(What you are asked to do) Convert the text of the records below into a JSON list of strings with one string per line, skipping blank lines. Leave the pictures out of your answer.

(The records)
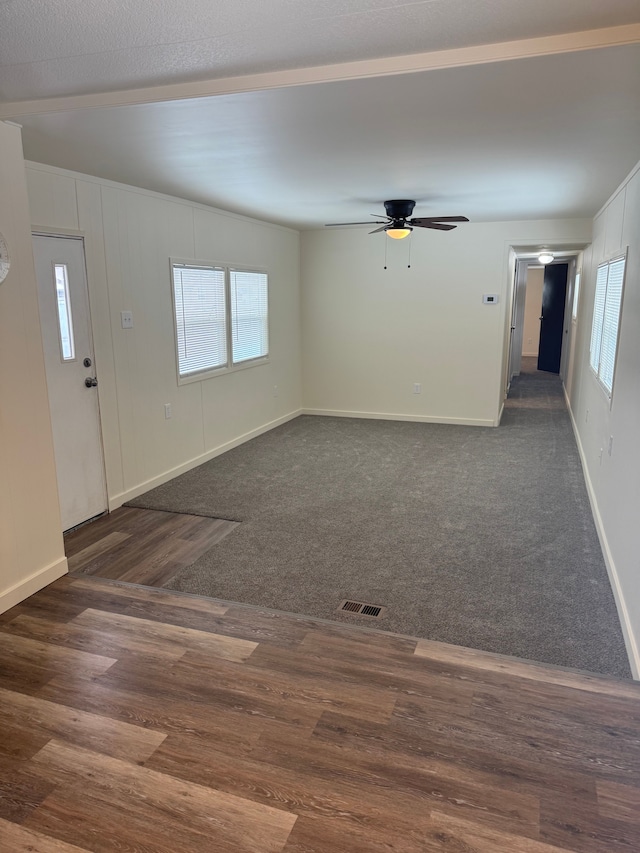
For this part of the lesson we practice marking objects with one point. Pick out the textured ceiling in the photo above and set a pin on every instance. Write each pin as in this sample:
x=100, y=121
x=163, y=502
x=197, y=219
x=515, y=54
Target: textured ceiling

(Output)
[
  "For this part of the lesson we practice marking objects with one point. Pick out the textured ceiling in the photo above and set a pin on every instance. Write each pin as in this sample:",
  "x=100, y=121",
  "x=163, y=502",
  "x=197, y=219",
  "x=515, y=54",
  "Target: textured ceiling"
]